Start of Block

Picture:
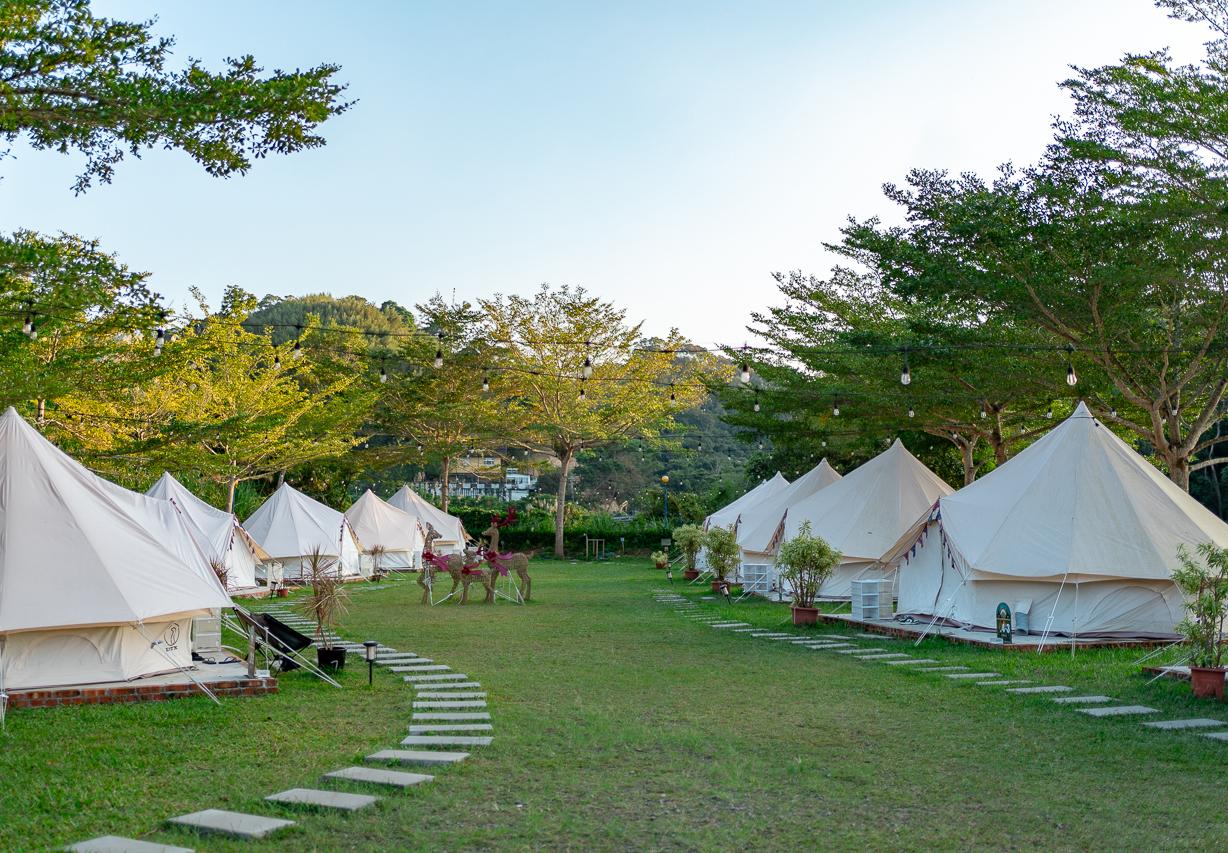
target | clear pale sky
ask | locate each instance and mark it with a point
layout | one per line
(664, 155)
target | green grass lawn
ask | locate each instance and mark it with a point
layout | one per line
(619, 724)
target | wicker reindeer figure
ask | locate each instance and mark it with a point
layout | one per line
(510, 561)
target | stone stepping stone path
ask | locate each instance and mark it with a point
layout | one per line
(416, 757)
(973, 675)
(232, 824)
(1195, 723)
(394, 778)
(120, 845)
(1119, 711)
(323, 799)
(446, 740)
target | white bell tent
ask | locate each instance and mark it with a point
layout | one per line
(763, 522)
(216, 533)
(450, 529)
(291, 525)
(863, 514)
(728, 514)
(380, 524)
(96, 583)
(1077, 530)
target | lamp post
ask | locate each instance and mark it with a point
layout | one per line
(664, 490)
(369, 651)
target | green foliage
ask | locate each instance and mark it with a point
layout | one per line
(723, 555)
(689, 539)
(1205, 586)
(101, 87)
(806, 561)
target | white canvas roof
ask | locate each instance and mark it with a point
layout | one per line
(76, 550)
(448, 527)
(761, 521)
(216, 532)
(730, 512)
(865, 513)
(290, 525)
(376, 522)
(1077, 503)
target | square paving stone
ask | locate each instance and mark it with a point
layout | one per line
(973, 675)
(446, 740)
(435, 728)
(418, 756)
(448, 703)
(394, 778)
(233, 824)
(323, 799)
(451, 714)
(120, 845)
(1118, 711)
(1195, 723)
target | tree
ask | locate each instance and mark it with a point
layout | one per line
(581, 381)
(100, 86)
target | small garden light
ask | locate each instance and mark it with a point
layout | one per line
(369, 651)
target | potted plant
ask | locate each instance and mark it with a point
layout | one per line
(806, 561)
(723, 555)
(1205, 586)
(324, 605)
(689, 539)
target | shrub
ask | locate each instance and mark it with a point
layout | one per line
(806, 561)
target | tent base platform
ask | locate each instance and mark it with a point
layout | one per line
(1028, 642)
(221, 679)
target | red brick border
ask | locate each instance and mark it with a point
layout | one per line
(135, 692)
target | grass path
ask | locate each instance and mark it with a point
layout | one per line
(619, 724)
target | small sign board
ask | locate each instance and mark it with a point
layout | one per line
(1003, 622)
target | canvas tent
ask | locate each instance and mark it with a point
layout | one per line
(862, 516)
(763, 521)
(728, 514)
(96, 583)
(216, 533)
(380, 524)
(1078, 529)
(291, 525)
(451, 532)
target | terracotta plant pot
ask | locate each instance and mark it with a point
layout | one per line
(330, 658)
(806, 615)
(1207, 681)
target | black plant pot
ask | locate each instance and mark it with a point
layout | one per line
(330, 658)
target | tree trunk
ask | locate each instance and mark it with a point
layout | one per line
(443, 482)
(560, 506)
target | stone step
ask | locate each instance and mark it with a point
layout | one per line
(429, 728)
(450, 695)
(323, 799)
(120, 845)
(232, 824)
(1194, 723)
(450, 703)
(446, 740)
(451, 714)
(393, 778)
(1118, 711)
(416, 757)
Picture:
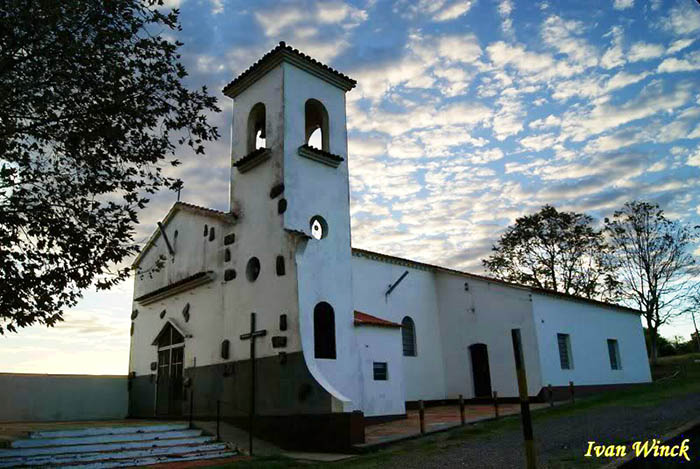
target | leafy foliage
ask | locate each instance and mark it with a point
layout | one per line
(654, 262)
(554, 250)
(92, 109)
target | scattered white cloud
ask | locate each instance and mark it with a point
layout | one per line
(694, 159)
(683, 19)
(505, 9)
(622, 4)
(566, 37)
(644, 51)
(688, 63)
(614, 56)
(679, 45)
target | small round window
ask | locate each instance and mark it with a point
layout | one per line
(252, 270)
(319, 227)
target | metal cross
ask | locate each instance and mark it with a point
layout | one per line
(252, 335)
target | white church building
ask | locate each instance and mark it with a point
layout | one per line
(344, 335)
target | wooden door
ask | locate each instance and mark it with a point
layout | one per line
(480, 370)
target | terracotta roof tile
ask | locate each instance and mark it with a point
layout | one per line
(432, 267)
(364, 319)
(282, 52)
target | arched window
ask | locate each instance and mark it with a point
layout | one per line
(408, 337)
(316, 130)
(256, 128)
(324, 331)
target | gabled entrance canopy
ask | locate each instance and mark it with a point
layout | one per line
(170, 334)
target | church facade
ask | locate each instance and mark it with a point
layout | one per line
(340, 335)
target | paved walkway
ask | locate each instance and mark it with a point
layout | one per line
(436, 418)
(238, 439)
(13, 430)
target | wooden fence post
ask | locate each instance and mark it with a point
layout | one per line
(571, 391)
(531, 458)
(495, 403)
(421, 416)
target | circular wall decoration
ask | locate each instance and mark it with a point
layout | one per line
(319, 227)
(252, 270)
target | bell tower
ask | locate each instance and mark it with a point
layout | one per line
(290, 189)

End of Block

(TASK DIRECTIONS):
Retype all the material word for word while skipping any picture it contains.

(EXPECTED ANSWER):
Picture:
target | clear pale sky
ask | locate each instance and mark it with a point
layout | one per line
(664, 155)
target | green grass lawn
ask | locate each instance and mark it with a point
layout | one per line
(619, 724)
target | wicker reindeer figure
ask | locate each instance and mark it with a point
layout | one per line
(510, 561)
target | stone stepping stone path
ask | locate each instance and mark it with a point
layout | one per line
(416, 757)
(973, 675)
(232, 824)
(1195, 723)
(394, 778)
(120, 845)
(1119, 711)
(323, 799)
(446, 740)
target | white bell tent
ask | locate each instance and mark it with a point
layout | one per line
(763, 522)
(216, 533)
(450, 529)
(291, 525)
(863, 514)
(728, 514)
(380, 524)
(96, 583)
(1077, 530)
target | lamp post
ask | locate each instance and mark it with a point
layout | one per line
(664, 490)
(369, 651)
target | green foliage
ask | locate each instance and mark it with a point
layout | one per line
(723, 555)
(689, 539)
(1205, 586)
(101, 87)
(806, 561)
target | white canvas roof
ask | locate each instance and mark it with a point
layout | one per line
(76, 550)
(448, 527)
(761, 521)
(216, 532)
(730, 512)
(865, 513)
(290, 525)
(376, 522)
(1077, 503)
target | square paving stone
ask | locate each instance and mark it with a point
layout | one per line
(973, 675)
(446, 740)
(435, 728)
(418, 756)
(448, 703)
(394, 778)
(233, 824)
(323, 799)
(451, 714)
(120, 845)
(1118, 711)
(1195, 723)
target | tree
ask | locate each instance and mark it with a point
layout | one per line
(581, 381)
(100, 86)
target | small garden light
ask | locate each instance and mark it with a point
layout | one per line
(369, 651)
target | potted plant
ask | locate each instance and mark it with a point
layout | one per line
(806, 561)
(723, 555)
(1205, 586)
(324, 605)
(689, 539)
target | shrub
ask | locate each instance and mark it with a point
layout | one per line
(806, 561)
target | tent base platform
ask | locate each instance and mark it with a point
layout | one per line
(1028, 642)
(221, 679)
target | red brick border
ask | locate each instance and mark it with a point
layout | one per line
(135, 692)
target | grass path
ask | locate each instance and mark it with a point
layout | one per line
(619, 724)
target | small sign board
ask | locate each instance and mark it with a point
layout | one per line
(1003, 622)
target | canvas tent
ask | locate each instance and mark it with a point
layout | one per line
(862, 516)
(763, 521)
(728, 514)
(96, 583)
(216, 533)
(380, 524)
(1078, 529)
(291, 525)
(451, 532)
target | terracotta plant pot
ask | locate each instance and mark it with a point
layout | one per line
(330, 658)
(806, 615)
(1207, 681)
target | black plant pot
ask | locate each instance and mark it with a point
layout | one per line
(330, 658)
target | tree trunk
ask | locate each instance and mark it with a point
layout | one per line
(443, 482)
(560, 506)
target | stone step
ask | locate each instance and mark it with a point
layout | one per line
(429, 728)
(450, 695)
(323, 799)
(120, 845)
(232, 824)
(1194, 723)
(450, 703)
(446, 740)
(451, 714)
(393, 778)
(1118, 711)
(416, 757)
Picture:
target | leafy foliage
ask | locate each instance and mark it with a point
layout | one per line
(654, 262)
(554, 250)
(92, 109)
target | scattered white cloud
ask | locate each instance and mark it with a point
layout | one per line
(694, 159)
(683, 19)
(505, 9)
(622, 4)
(566, 37)
(644, 51)
(688, 63)
(614, 56)
(679, 45)
target | small round window
ask | locate each instance and mark it with a point
layout | one per line
(252, 270)
(319, 227)
target | metal cross
ask | locate each instance and mark it with a point
layout | one per line
(252, 335)
target | white church building
ask | locate each instance and mark it with a point
layout | one per line
(344, 335)
target | wooden door
ask | locate each instance and mark it with a point
layout | one per line
(480, 370)
target | terracotta roof tile
ask | locate each instance and mark it with a point
layout | one per line
(432, 267)
(364, 319)
(282, 52)
target | arched window
ask | locate each instance and mark it with a point
layout | one per line
(408, 337)
(316, 130)
(256, 128)
(324, 331)
target | gabled entrance canopy
ask | locate each instance and mark it with a point
layout | one per line
(170, 334)
target | church facade
ask | locate each instance and mark it with a point
layout | one per line
(340, 335)
target | paved walkway
ask | locate each instance and mark it with a point
layout | one per line
(436, 418)
(238, 439)
(13, 430)
target | wooden fence post
ask | locate each instance and mark it with a point
layout | one per line
(571, 391)
(531, 458)
(495, 403)
(421, 416)
target | circular wall decoration
ask | locate each instance and mark it with a point
layout | one per line
(319, 227)
(252, 270)
target | bell tower
ask | locate each instance and mark it with a point
layout | one per line
(290, 189)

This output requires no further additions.